> [Goals]
A - In the patent abstract on molten salt electrolysis with a non-consumable anode, what may the barrier layer be?
B - Write the next part of the patent page on molten salt electrolysis with a non-consumable anode, picking up after its abstract.

US5069771AExpiredUtility

Molten salt electrolysis with non-consumable anode

79
Assignee: MOLTECH INVENT SAPriority: Sep 2, 1987Filed: Aug 30, 1988Granted: Dec 3, 1991
Est. expirySep 2, 2007(expired)· nominal 20-yr term from priority
C25C 3/12C25C 7/025C25C 7/06C23C 26/00
79
PatentIndex Score
28
Cited by
12
References
13
Claims

Abstract

A method of electrowinning a metal by electrolysis of a melt containing a dissolved species of the metal to be won using a non-consumable anode having a metal, alloy or cermet substrate and an operative anode surface which is a protective surface coating of cerium oxyfluoride preserved by maintaining in the melt a suitable concentration of cerium, is characterized by using an anode provided with an electronically conductive oxygen barrier on the surface of the metal, alloy or cermet substrate. The barrier layer may be a chromium oxide film on a chromium-containing alloy substrate. Preferably the barrier layer carries a ceramic oxide layer, e.g. of stabilized copper oxide which acts as anchorage for the cerium oxyfluoride.

> [Entries shown]
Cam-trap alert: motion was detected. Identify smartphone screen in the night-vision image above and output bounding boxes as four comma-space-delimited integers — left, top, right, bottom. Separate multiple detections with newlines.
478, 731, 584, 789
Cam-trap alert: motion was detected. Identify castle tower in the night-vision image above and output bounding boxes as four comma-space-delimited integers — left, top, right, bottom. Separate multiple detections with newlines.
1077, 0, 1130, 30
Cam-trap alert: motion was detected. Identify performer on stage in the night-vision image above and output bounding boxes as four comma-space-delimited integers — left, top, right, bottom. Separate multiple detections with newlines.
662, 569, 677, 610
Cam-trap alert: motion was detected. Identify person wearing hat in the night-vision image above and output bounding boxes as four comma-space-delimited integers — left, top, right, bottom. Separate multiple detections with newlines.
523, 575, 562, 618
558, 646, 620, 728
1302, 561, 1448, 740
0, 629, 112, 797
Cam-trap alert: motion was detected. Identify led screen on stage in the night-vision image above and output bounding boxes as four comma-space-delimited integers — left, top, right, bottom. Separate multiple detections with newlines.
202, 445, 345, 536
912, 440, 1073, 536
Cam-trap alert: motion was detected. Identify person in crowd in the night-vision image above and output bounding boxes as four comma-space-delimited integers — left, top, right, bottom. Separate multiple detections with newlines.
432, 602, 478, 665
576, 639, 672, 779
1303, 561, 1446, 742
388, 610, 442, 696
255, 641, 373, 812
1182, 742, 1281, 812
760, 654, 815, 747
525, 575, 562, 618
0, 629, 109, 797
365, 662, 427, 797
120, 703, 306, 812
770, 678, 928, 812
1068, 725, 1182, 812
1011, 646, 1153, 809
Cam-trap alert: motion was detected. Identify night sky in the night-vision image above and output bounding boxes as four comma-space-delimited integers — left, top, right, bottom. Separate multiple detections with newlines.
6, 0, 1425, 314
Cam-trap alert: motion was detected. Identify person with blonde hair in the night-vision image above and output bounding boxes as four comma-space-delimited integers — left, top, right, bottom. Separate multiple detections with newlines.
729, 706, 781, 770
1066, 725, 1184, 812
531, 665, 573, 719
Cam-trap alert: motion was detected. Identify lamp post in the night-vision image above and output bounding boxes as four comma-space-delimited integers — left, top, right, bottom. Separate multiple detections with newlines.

> [Results in order]
A - A chromium oxide film on a chromium-containing alloy substrate.

B -
Claims

exact text as granted — not AI-modified
We claim: 
     
       1. A method of electrowinning a metal by electrolysis of a fluoride-based melt containing a dissolved oxide of the metal to be won using an anode immersed in the melt wherein the anode has a metal, alloy or cermet substrate and an operative anode surface which is a protective surface coating containing a fluorine-containing cerium oxycompound, the protective coating being preserved by maintaining in the melt a suitable concentration of at least one cerium compound, characterized by using an using an anode comprising: (a) an electronically conductive oxygen barrier layer on the surface of the metal, alloy or cermet substrate, wherein the oxygen barrier layer is selected from the group consisting of a chromium oxide containing layer; a layer containing at least one of platinum, palladium and gold; platinum-zirconium alloys; and nickel-aluminum alloys,     and wherein the anode further comprises:   (b) a pre-applied oxide ceramic layer between the protective coating and the oxygen barrier layer, said oxide ceramic layer serving as anchorage for the protective coating, wherein the oxide ceramic layer is selected from the group consisting of copper oxide in solid solution with at least one further oxide; nickel ferrite; copper oxide and nickel ferrite; doped, non-stoichiometric or partially substituted spinels; and rare earth metal oxides or oxyfluorides.     
     
     
       2. The method of claim 1, wherein the protective coating was electrodeposited on the anode substrate during an initial operating period in said melt.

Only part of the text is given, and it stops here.